• Exercise directions:
Could you copy, word for word, only the lines from the one containing "Locate the shrub" through the last line of the records below, both included?

• Records provided:
^^^^^^^^^^^^^^^^

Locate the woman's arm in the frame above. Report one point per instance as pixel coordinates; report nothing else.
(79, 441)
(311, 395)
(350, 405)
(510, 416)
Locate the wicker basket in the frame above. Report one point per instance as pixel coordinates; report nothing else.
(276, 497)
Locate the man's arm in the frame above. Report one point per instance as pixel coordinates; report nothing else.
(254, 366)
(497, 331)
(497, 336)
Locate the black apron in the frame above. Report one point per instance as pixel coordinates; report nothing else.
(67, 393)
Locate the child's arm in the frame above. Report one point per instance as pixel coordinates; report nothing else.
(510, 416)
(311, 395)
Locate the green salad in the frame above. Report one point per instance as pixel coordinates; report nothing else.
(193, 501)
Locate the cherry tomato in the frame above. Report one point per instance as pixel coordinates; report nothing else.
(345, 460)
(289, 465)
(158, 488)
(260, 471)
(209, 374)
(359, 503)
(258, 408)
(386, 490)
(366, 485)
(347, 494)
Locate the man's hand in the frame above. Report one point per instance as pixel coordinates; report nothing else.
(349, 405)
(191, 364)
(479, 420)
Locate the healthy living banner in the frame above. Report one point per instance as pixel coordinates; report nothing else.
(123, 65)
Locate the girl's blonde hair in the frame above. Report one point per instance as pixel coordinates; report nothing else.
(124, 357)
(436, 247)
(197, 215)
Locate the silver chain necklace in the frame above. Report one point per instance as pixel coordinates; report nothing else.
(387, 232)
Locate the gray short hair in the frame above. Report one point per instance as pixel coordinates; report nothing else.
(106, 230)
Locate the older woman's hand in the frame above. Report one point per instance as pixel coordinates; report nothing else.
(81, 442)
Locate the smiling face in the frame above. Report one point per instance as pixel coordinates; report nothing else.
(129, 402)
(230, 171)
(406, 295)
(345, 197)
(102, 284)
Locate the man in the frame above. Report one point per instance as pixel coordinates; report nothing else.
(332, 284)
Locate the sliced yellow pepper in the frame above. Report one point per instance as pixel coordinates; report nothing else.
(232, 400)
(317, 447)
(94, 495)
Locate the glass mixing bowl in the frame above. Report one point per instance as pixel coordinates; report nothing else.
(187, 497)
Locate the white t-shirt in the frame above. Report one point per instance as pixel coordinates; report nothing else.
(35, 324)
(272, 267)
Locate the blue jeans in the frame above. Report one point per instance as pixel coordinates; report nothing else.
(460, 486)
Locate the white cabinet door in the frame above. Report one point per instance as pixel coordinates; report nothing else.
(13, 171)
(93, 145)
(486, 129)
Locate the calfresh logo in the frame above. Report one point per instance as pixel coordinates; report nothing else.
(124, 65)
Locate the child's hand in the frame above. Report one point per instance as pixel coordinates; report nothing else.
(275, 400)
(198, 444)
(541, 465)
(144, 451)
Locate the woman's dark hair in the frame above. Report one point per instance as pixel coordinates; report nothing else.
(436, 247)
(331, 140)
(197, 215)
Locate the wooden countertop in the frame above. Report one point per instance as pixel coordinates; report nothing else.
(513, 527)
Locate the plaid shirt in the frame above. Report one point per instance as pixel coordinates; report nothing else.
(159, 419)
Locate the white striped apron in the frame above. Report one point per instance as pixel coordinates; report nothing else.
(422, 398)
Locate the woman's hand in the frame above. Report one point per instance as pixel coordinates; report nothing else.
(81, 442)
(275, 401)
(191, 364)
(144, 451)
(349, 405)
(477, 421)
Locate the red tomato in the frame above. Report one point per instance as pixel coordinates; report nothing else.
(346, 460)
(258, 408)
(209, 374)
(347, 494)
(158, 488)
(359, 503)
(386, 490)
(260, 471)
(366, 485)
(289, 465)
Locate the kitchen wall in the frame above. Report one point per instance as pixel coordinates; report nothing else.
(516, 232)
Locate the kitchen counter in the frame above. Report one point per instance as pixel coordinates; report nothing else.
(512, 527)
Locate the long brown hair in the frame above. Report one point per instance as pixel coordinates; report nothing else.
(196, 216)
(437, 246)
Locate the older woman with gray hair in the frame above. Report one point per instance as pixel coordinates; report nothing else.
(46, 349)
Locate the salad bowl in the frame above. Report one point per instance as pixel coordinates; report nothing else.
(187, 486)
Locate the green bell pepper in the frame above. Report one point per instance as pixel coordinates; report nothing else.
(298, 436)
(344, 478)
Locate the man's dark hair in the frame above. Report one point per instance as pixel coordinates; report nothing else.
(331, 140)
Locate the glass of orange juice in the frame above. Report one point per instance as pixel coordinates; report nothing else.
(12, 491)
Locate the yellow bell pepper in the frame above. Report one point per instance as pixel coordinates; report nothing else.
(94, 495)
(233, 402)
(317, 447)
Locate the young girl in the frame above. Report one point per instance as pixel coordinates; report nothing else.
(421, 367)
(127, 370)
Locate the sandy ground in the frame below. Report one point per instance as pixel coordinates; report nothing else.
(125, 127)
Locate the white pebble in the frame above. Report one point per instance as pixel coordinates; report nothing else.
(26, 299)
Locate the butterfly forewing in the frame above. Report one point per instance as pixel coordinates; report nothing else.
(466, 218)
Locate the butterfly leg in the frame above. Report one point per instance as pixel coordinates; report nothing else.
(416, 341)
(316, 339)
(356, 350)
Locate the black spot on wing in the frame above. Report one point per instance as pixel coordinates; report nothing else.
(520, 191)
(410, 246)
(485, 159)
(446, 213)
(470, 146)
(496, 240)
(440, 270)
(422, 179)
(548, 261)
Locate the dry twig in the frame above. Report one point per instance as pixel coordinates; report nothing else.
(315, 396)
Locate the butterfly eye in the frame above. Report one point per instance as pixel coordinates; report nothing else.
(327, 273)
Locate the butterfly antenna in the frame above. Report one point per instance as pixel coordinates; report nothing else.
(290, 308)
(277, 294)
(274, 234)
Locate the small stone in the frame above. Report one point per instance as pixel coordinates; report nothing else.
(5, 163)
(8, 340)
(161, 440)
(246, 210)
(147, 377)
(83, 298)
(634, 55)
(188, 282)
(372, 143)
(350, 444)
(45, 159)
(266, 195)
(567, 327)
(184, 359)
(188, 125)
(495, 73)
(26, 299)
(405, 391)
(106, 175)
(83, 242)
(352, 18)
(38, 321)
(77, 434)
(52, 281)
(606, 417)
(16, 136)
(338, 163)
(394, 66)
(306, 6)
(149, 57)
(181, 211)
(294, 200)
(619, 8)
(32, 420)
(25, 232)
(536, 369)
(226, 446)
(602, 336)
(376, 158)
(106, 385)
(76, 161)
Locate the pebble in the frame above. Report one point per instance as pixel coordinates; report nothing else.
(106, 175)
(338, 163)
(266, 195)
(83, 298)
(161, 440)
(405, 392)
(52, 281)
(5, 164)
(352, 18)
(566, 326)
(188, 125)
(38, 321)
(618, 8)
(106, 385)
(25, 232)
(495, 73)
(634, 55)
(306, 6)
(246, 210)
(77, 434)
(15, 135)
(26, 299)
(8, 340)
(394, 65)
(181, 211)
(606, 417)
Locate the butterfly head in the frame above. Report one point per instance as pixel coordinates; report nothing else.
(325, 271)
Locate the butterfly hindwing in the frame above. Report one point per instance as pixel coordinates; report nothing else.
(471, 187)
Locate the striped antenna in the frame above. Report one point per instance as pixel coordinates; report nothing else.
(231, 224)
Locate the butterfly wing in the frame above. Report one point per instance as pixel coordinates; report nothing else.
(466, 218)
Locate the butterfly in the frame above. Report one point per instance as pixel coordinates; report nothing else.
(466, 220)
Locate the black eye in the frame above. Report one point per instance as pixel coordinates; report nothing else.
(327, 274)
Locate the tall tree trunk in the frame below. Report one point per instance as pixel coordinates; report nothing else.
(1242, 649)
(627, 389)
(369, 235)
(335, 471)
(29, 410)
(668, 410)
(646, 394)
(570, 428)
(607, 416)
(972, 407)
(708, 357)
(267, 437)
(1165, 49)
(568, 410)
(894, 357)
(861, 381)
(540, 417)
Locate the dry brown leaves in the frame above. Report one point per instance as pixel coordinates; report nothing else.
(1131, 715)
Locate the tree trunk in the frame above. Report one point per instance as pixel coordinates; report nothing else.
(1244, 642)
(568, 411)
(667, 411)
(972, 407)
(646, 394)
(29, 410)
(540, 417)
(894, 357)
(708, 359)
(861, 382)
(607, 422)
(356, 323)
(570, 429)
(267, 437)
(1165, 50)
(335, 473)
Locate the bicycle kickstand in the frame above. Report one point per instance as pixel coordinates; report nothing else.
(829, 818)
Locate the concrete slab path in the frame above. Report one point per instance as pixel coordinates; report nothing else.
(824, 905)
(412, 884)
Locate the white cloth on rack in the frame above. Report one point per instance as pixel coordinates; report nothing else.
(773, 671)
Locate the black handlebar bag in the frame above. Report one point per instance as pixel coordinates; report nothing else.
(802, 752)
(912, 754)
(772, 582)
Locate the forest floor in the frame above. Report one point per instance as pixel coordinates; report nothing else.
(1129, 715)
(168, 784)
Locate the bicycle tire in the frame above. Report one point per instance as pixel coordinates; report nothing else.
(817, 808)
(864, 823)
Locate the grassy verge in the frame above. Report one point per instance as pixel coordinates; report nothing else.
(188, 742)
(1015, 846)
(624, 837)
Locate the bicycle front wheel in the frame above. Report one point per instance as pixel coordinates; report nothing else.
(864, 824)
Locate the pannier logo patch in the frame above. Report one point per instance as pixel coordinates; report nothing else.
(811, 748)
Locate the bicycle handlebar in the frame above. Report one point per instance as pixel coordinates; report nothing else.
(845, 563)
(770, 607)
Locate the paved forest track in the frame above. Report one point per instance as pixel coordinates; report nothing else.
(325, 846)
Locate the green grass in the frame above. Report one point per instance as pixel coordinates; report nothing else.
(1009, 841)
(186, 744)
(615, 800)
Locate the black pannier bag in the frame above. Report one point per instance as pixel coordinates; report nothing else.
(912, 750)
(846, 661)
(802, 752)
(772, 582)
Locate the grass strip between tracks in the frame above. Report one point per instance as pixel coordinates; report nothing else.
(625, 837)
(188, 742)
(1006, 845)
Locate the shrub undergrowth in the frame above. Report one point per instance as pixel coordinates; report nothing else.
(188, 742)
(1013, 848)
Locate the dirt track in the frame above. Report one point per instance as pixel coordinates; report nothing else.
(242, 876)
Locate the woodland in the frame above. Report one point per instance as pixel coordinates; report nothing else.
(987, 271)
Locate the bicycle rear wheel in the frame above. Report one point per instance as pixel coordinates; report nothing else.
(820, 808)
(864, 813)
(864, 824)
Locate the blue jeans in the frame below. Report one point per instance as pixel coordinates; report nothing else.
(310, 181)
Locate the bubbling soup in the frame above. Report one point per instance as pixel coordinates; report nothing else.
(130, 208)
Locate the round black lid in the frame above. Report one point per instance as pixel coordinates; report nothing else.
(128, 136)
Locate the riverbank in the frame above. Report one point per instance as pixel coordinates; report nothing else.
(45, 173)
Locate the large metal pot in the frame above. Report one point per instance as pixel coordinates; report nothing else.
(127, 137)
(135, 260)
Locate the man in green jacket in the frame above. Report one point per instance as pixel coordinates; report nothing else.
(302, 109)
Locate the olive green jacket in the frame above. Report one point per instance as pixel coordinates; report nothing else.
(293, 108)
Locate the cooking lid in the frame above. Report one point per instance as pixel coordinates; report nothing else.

^^^^^^^^^^^^^^^^

• Answer to the task:
Locate the shrub undergrowth in the frame above. Report one point per instance as pixel coordinates; report nothing else.
(188, 742)
(1013, 848)
Locate the dirt track in the frame above. Report one point per instance as pixel coordinates; report nothing else.
(242, 876)
Locate the woodland in the frame above. Report one point per instance as pixel coordinates; report nothing else.
(987, 271)
Locate the bicycle rear wheel in the frame above. Report one point per instance as pixel coordinates; report nothing else.
(820, 808)
(864, 813)
(864, 824)
Locate the blue jeans in the frame below. Report one point per instance as pixel coordinates; report nothing else.
(310, 181)
Locate the bubbling soup in the frame above. Report one point per instance as pixel coordinates; report nothing else.
(130, 208)
Locate the round black lid in the frame above. Report one point per instance as pixel coordinates; report nothing else.
(128, 136)
Locate the riverbank in the frame above. Report one point per instance as pixel coordinates; report nothing else.
(45, 173)
Locate the large metal pot in the frame above. Report one point per instance as pixel coordinates; report nothing else.
(127, 137)
(135, 260)
Locate the man in green jacket in the frame above. Report one point per instance as pixel coordinates; report nothing else.
(302, 109)
Locate the olive green jacket in the frame above. Report one point per instance as pixel coordinates; report nothing else.
(293, 108)
Locate the cooking lid in the frame above. Report one point per instance as pixel coordinates; report nothing else.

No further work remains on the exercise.